**TEKSTFRAGMENT**.
◇ ◇ ◇ ◇ ◇

Naar boven ↑

Rechtspraak

werknemer/werkgeefster
Gerechtshof 's-Hertogenbosch (Locatie 's-Hertogenbosch), 31 januari 2019
ECLI:NL:GHSHE:2019:322

werknemer/werkgeefster

Onder meer door verwijzing naar de cao in huishoudelijk reglement werkgeefster is de cao deels deel uit gaan maken van de arbeidsovereenkomst met werknemer. Billijke vergoeding (na ontslag op staande voet) wordt, met name gelet op misgelopen inkomsten, vastgesteld op € 5.000 bruto.

Feiten

Werknemer is op 1 maart 2017 bij werkgeefster in dienst getreden als oproepkracht verkeersregelaar/betonwacht. De laatste tijdelijke arbeidsovereenkomst is aangegaan voor de duur van een project waarin werknemer is aangesteld in de functie van beveiliger. Op 7 december 2017 heeft werkgeefster aan werknemer medegedeeld ‘de samenwerking definitief te beëindigen’, onder meer omdat het project waar werknemer voor was aangenomen niet door is gegaan. Op 10 december 2017 is aan werknemer bevestigd dat hij op 7 december 2017 op staande voet is ontslagen. De kantonrechter heeft werkgeefster in eerste aanleg onder meer veroordeeld tot betaling van een billijke vergoeding van € 3.000. Partijen twisten in hoger beroep onder meer over de toepasselijkheid van de cao Particuliere Beveiliging (hierna: de cao), in het kader van het uurloon en de pauzetoeslag, en over de hoogte van de billijke vergoeding.

Oordeel

Toepasselijkheid cao

De cao is niet algemeen verbindend verklaard, werkgeefster is geen lid van een bij de cao betrokken partij en in de arbeidsovereenkomst is de cao niet van toepassing verklaard. Nu in het huishoudelijk reglement is verwezen naar de cao, werkgeefster de cao toepast op werknemers die als beveiliger werkzaam zijn en zij vanaf de aanvang van het dienstverband met werknemer de cao ook deels heeft gevolgd, is in het geval van werknemer de cao voor wat betreft het uurloon en de pauzetoeslag deel uit gaan maken van zijn arbeidsovereenkomst. Het hof gaat voorbij aan het verweer van werkgeefster dat het nooit haar bedoeling is geweest om de volledige cao op al haar personeel van toepassing te verklaren, omdat zij zo alleen maar extra financiële lasten op zich zou nemen die als startend bedrijf niet wenselijk zijn. Zonder nadere toelichting, die ontbreekt, leidt dit door werkgeefster gestelde nadeel, tegenover het voordeel voor werknemer, niet tot een ander oordeel.

◇ ◇ ◇ ◇ ◇

**GEËXTRAHEERD MATERIAAL**.
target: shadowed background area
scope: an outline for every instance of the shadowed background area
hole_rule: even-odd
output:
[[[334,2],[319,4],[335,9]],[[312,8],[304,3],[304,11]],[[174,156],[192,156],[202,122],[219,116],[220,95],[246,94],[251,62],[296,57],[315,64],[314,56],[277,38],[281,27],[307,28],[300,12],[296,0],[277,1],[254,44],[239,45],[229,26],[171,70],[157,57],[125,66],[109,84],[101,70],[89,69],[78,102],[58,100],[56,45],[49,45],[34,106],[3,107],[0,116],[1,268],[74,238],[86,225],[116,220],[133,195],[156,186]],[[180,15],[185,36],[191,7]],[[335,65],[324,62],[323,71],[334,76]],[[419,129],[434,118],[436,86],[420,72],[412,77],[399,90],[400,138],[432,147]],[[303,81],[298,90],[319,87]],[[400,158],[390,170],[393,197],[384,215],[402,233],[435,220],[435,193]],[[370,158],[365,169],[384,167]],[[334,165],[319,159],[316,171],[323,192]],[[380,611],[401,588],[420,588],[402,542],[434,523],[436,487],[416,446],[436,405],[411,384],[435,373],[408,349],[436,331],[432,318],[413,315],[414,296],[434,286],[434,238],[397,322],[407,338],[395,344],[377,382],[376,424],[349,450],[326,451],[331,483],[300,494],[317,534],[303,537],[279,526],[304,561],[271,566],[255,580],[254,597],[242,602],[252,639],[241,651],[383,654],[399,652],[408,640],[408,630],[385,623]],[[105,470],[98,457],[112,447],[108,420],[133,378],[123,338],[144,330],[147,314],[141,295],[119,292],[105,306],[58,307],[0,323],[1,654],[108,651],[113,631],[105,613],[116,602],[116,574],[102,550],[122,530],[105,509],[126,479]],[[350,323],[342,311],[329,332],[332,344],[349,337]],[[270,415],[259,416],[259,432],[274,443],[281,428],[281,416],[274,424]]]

◇ ◇ ◇ ◇ ◇

Geef het deel van de uitspraak dat begint bij "Onder meer door" en eindigt bij "op € 5.000 bruto." opnieuw weer, en hernoem daarin "huishoudelijk reglement" tot "bedrijfsreglement".

Onder meer door verwijzing naar de cao in bedrijfsreglement werkgeefster is de cao deels deel uit gaan maken van de arbeidsovereenkomst met werknemer. Billijke vergoeding (na ontslag op staande voet) wordt, met name gelet op misgelopen inkomsten, vastgesteld op € 5.000 bruto.